■ TASK DETAILS ■
Pictures aside, restate the records below exactly as written.

■ DATA EXTRACT ■

--------

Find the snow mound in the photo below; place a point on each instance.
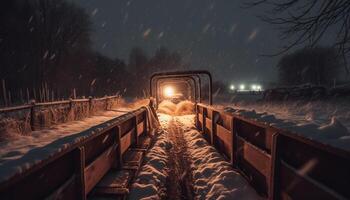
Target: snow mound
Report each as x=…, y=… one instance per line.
x=308, y=120
x=213, y=177
x=167, y=107
x=150, y=182
x=182, y=108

--------

■ OUTPUT OF THE TASK ■
Find the snow mound in the photo below; place a point on each instance.
Target: snow mound
Report each as x=…, y=… one instance per line.
x=308, y=120
x=213, y=177
x=167, y=107
x=150, y=182
x=182, y=108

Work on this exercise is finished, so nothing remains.